**Brief**
Rewrite the records below with "In this exercise you will mark" replaced by "Mark" in every place it occurs, leaving all other wording and every point unchanged. Omit the pictures from your output.

**Records for this task**
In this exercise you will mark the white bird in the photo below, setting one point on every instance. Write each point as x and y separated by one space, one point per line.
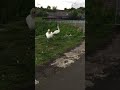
49 34
30 19
57 31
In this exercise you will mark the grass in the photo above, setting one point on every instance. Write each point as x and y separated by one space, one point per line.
47 51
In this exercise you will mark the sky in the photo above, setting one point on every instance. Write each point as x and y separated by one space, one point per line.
61 4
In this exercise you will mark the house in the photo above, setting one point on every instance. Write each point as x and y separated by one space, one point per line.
58 14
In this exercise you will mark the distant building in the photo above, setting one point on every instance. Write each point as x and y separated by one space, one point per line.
58 14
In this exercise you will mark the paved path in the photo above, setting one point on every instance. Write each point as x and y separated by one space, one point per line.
70 78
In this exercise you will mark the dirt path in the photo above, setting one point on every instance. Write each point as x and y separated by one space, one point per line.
102 69
68 76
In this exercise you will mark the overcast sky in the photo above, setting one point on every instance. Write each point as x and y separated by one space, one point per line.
61 4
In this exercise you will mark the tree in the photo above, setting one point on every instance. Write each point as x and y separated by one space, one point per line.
48 7
54 8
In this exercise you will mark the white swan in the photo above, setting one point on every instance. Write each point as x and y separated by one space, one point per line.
57 31
49 34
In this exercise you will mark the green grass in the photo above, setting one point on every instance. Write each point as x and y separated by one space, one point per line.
56 46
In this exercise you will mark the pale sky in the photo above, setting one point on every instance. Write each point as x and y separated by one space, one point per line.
61 4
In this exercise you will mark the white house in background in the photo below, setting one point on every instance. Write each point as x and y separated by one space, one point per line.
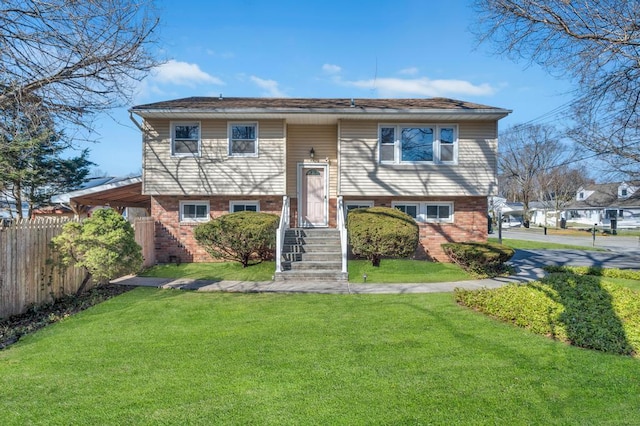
600 203
512 212
310 160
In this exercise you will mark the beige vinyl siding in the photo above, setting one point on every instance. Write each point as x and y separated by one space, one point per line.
362 175
300 140
214 172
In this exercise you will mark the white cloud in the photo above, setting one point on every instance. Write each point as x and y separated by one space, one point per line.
331 68
183 74
270 87
393 87
409 71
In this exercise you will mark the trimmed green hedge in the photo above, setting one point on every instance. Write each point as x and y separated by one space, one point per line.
585 311
486 259
241 237
378 232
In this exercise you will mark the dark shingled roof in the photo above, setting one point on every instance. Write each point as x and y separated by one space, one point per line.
214 103
606 195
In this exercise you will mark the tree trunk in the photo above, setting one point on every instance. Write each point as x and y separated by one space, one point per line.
87 278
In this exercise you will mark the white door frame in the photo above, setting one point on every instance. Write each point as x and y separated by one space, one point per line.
301 171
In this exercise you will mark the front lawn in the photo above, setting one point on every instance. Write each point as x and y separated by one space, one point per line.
536 245
405 271
155 356
390 271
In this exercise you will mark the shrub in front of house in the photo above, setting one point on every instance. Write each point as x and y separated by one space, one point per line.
629 274
378 232
586 311
485 259
243 237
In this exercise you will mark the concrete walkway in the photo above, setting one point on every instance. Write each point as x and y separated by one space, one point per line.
527 272
528 264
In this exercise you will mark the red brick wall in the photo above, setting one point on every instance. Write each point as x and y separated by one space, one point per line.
174 241
470 223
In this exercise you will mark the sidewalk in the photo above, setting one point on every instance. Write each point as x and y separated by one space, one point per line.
526 272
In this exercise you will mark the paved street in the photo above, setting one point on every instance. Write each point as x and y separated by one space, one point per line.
612 242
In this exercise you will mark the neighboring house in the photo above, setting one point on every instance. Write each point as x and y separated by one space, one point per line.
542 215
600 203
310 160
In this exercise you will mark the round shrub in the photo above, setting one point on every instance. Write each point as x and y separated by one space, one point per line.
240 237
379 232
479 258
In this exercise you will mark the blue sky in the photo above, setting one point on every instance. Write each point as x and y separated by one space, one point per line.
327 48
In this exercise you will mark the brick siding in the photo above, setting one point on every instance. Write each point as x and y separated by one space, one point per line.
174 241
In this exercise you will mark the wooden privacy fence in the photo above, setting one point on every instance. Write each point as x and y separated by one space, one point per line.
145 231
26 275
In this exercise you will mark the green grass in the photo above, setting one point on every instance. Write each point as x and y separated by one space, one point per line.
592 308
173 357
390 271
405 271
533 245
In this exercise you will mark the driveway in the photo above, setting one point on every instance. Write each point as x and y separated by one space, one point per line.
526 259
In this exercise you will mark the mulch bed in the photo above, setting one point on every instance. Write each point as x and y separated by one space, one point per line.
37 317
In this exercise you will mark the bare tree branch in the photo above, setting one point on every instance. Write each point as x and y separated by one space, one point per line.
595 43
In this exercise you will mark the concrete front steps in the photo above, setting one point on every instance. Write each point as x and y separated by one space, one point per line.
311 254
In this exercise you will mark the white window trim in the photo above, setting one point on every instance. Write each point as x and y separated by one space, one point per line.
229 142
234 203
397 147
450 219
173 138
195 203
422 210
409 203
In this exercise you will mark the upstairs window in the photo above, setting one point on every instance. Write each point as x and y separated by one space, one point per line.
427 212
412 209
244 206
185 139
243 139
194 211
418 144
441 212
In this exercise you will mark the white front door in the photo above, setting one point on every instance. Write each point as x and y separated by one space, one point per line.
313 199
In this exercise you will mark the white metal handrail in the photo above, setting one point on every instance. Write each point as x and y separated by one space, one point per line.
343 233
282 228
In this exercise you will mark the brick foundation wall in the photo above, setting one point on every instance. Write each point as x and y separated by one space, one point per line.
470 223
174 241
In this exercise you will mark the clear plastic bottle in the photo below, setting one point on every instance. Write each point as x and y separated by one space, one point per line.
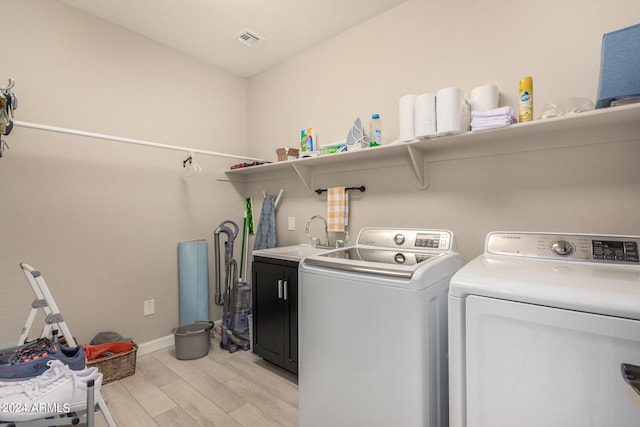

**Solution to the exercise**
Mark the white bird in the photo below, setting one point on every instance. Write each point as x and y separated by one space, one point per line.
49 34
30 19
57 31
Mark the grass in the photo above, setting one point on every instance. Write each point as x and y separated by one space, one point per line.
47 51
Mark the sky in the photo above, setting one point on every instance. Write each point as x and y separated by one space, one point per line.
61 4
Mark the house in the photo above, setting one point on every instance. Write each point as x and y separated by one space, one point per line.
58 14
Mark the distant building in the photo above, setting one point on every instance. Write each point as x and y separated by one space, one point per line.
58 14
Mark the paved path in the photo above, setting one point on every instance. Write each point as x and y separated by one space, one point per line.
70 78
Mark the dirt path in the photo above, setting one point on every instance. Write each point as x and y separated by one space, one point per line.
102 69
68 76
Mark the overcast sky in the photo above, setting one point on every instance. Write each point as x and y separated by one space, one point per line.
61 4
Mark the tree in the photo above, setting one point on every instance. Write each point as x and y separated by one space, one point per line.
48 7
54 8
Mark the white swan in the photo above, setting one point on every instance. Write each point as x and y separated by one space, one point per line.
57 31
49 34
Mark the green grass in the photo above, setting one point on every instance. Write each point as x and y separated by one space, one point per line.
56 46
Mark the pale sky in the photo above, setting one point on every instance. Write each point as x and y separated by one space, one point per line.
61 4
Mark the white house in background in the photo below, setting one point on every instance. Write each point as x and y separated by one space, one point per line.
600 203
512 212
310 160
Mark the beige vinyl siding in the photo above, setting one point on every instance. Write each point as x and y separated by one space, one point per line.
362 175
300 140
214 172
Mark the white cloud in the photo above, setting one point on every instance. Write each point as x and y separated by one space, one point per line.
331 68
183 74
270 87
393 87
409 71
Mark the trimmed green hedge in the photo above, setting one point on every instance. Write each point as x and y separated by one space, one point per line.
585 311
486 259
241 237
378 232
Mark the dark shingled roof in the photo above, setting one point on every instance. Write each point as x and y separated by one space, one point per line.
214 103
606 195
Mark the tree trunk in the photo above, setting one point on every instance. Write each point as x and y separated by one space, one point per line.
87 278
Mark the white door frame in the photo above, setting one point on every instance. Write each point as x and y separated by one space, one point per line.
301 171
Mark the front lawn in the photo above, setting one point on every instance. Write each point as x and y separated by one space, one point per line.
536 245
405 271
155 356
390 271
Mark the shrub in front of house in the photo above, setting one point on every instance. Write each point as x and y separated by one space, one point per line.
629 274
378 232
586 311
485 259
243 237
Mark the concrete walkway in the photo above, setting one point on every instance. Write each point as x and y separated by one space, one point per line.
527 272
528 264
Mark the red brick wall in the photo above, setting one point on every instance. Write each point as x and y separated by one space, one point per line.
174 241
470 223
Mark the sidewalk in the photo above, setting one point on every instance. Write each point as x and y separated by one space, one point per line.
526 272
Mark the paved street in the photo above, setting one point on every instance. Write each point as x and y separated by one space, one point per line.
612 242
Mark the neighboring house in the photo above, setting one point on every instance. Write each point as x and y separated by one space, one point per line.
542 215
600 203
310 160
Mark the round shrub in the photo above, setting one point on every instance. Write each point as x and y separated by one space, one point per line.
240 237
379 232
479 258
Mark the blue sky in the photo above, setting one point on every instance. Write each point as x and y separated by one space, one point per line.
327 48
Mark the brick siding in the photo above, setting one point on every instance. Write each point as x and y separated by one space, one point per line.
174 241
Mark the wooden privacy fence in the photo above, setting one point on every instance. Write each point as x and y separated by one space, one point per line.
145 231
26 275
Mark the green grass in the photo above, setting one point on every instance. Write each point as x and y separated by one space, one point per line.
592 308
173 357
390 271
405 271
533 245
Mark the driveway in the photo above, setting one point on every instance. Write each point as x and y separated by one space, one point per line.
526 259
Mark the mulch bed in the photo above, setting one point on every instance. Write each point as x and y separated by one space, one point per line.
37 317
Mark the bare tree branch in the photo above, setting one point on every instance. Write each point as x and y separated by one space, one point per line.
595 43
Mark the concrete front steps in the photo above, setting one point on every instance. Write each point as x and y separated by one space, one point per line.
311 254
Mark the white window trim in the photo above, setting one point on every instance. Write each point as x and y separated by one space, one point per line.
229 142
234 203
397 147
450 219
173 138
195 203
422 210
409 203
Mark the upstairs window in the photo above, setting one point on every instance. Write each point as x and y separated by one space, one point per line.
427 212
412 209
244 206
185 139
243 139
194 211
418 144
441 212
Mark the white front door in the photo above, setting one point on every instance. Write each point as x and y separated by one space, one point per line.
313 199
Mark the white metal handrail in the photo above, setting one point on every instance. Write each point as x and y separated by one space, one point per line.
343 233
282 228
Mark the brick foundation wall in the photo above, setting one point on every instance. Write each point as x and y separated by one space, one point per line.
470 223
174 241
Mark the clear plastic bottle in the photo below, setting one point on every instance. Write each point as x and y separated by one space, one point per line.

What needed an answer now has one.